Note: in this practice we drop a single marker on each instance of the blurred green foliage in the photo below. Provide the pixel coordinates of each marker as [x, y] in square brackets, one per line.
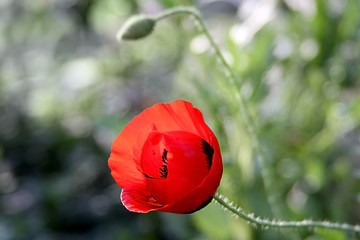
[67, 88]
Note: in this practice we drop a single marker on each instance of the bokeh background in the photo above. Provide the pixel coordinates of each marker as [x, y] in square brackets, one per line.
[67, 88]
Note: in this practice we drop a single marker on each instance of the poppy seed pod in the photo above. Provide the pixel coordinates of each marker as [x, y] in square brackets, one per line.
[136, 27]
[167, 159]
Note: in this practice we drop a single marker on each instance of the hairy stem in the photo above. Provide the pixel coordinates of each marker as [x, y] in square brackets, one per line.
[267, 175]
[285, 224]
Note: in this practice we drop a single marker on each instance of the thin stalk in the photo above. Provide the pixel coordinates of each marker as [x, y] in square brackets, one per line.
[309, 224]
[267, 175]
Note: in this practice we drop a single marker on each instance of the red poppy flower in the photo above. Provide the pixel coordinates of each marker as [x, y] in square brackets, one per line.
[167, 159]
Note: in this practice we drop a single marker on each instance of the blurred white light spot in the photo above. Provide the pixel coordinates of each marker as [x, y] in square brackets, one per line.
[77, 125]
[79, 74]
[199, 44]
[309, 49]
[306, 7]
[284, 47]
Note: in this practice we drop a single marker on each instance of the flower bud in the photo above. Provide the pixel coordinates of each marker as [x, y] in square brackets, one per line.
[136, 27]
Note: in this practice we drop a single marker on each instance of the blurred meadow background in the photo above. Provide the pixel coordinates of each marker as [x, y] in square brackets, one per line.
[67, 89]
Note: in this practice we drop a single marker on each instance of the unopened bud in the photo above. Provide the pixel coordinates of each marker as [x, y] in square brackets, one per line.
[136, 27]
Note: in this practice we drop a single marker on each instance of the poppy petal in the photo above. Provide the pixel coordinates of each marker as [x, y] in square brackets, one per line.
[167, 159]
[136, 198]
[174, 164]
[179, 115]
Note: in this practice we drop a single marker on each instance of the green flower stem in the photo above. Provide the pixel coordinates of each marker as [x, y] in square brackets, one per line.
[309, 224]
[267, 175]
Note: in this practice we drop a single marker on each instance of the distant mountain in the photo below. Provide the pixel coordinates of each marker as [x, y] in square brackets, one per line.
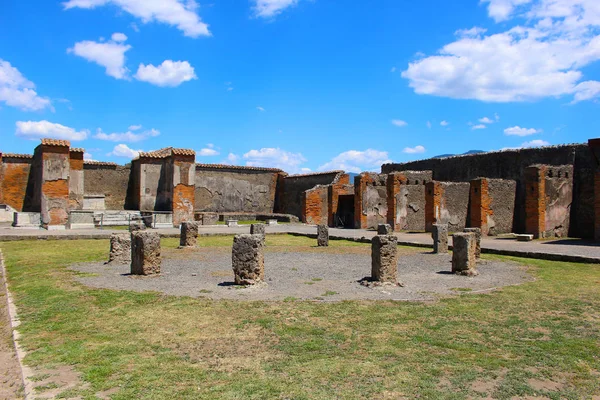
[463, 154]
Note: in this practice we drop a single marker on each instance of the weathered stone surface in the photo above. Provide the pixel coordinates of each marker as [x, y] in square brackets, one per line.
[120, 248]
[257, 229]
[384, 259]
[145, 253]
[440, 238]
[189, 234]
[477, 232]
[463, 254]
[248, 259]
[322, 235]
[384, 229]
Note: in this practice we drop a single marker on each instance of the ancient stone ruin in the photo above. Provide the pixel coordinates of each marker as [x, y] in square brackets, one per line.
[322, 235]
[189, 234]
[440, 238]
[477, 232]
[120, 248]
[384, 259]
[145, 253]
[248, 260]
[464, 261]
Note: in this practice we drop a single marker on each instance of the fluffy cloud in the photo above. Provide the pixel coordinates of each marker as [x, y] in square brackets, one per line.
[128, 137]
[274, 158]
[110, 55]
[414, 150]
[181, 14]
[18, 91]
[45, 129]
[357, 161]
[399, 123]
[541, 58]
[168, 74]
[518, 131]
[122, 150]
[271, 8]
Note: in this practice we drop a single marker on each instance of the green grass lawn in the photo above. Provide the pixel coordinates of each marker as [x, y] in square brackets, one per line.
[538, 339]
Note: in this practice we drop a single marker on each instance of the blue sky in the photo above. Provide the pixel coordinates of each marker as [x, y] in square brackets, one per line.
[303, 85]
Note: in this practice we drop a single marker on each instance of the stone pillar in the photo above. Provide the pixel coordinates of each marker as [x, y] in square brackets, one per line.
[120, 248]
[184, 185]
[248, 259]
[440, 238]
[322, 235]
[189, 234]
[257, 229]
[76, 182]
[477, 233]
[53, 158]
[463, 254]
[145, 253]
[535, 200]
[480, 205]
[384, 259]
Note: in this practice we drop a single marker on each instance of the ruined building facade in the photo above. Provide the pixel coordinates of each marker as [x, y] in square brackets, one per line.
[548, 192]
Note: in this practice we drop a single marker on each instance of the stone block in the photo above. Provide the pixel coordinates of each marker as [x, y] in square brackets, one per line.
[120, 248]
[464, 261]
[440, 238]
[384, 229]
[384, 259]
[248, 259]
[189, 234]
[145, 253]
[322, 235]
[477, 232]
[257, 229]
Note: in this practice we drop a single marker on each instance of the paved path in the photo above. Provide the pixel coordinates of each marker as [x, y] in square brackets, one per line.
[562, 250]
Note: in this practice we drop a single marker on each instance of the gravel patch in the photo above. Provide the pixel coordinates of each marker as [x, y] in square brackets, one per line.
[317, 275]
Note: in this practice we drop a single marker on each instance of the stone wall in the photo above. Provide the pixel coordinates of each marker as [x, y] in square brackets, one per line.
[110, 180]
[447, 203]
[221, 188]
[511, 165]
[295, 185]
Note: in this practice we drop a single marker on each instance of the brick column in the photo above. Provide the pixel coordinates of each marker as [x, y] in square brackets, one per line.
[184, 185]
[54, 196]
[76, 183]
[480, 208]
[535, 200]
[433, 201]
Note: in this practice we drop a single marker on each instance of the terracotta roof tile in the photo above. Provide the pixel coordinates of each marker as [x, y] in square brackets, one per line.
[238, 167]
[55, 142]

** Exercise requirements **
Please retype, exactly as written, every line from the line containing "the stone block" through the last line of the records above, including both of those lines, and nothing else.

** Output below **
Note: in this practice we drop a single marker on each instance of the stone block in the photo above. Provide the pixel coordinates of each marker as [x, y] in square brackets, one per line.
[120, 248]
[464, 261]
[440, 238]
[384, 229]
[384, 259]
[248, 259]
[189, 234]
[145, 253]
[322, 235]
[477, 232]
[257, 229]
Note: in this practice we drop a single marker on each instance of the paved path in the photo above. Provide the pixel coordinates of each marker as [x, y] in square brackets, one per line.
[562, 250]
Note: in this practice we drop a single marker on each instance of the gravel patch in the photo above. Provide the pixel coordinates of each marker as [x, y] in square brackets, one per line.
[317, 275]
Note: in this practice we drop a single marker on each instance of the stone wall in the photo above. Provide the pixel coordinates of each marker as [x, y] in square brackets, one per line.
[110, 180]
[447, 203]
[221, 188]
[511, 165]
[295, 185]
Note: in this practice we drop a single marker on each instance of the brick column in the photo above. Provide the pixel coordinates of each marker as [x, y] in square brackets, one per line.
[184, 185]
[54, 196]
[76, 183]
[480, 208]
[535, 200]
[433, 201]
Note: in this practice we drop a single marker on each instance of the terracotta roof tile in the photo above. Provide the pixel coordinates of each marker as [x, y] in square brackets, one per line.
[238, 167]
[55, 142]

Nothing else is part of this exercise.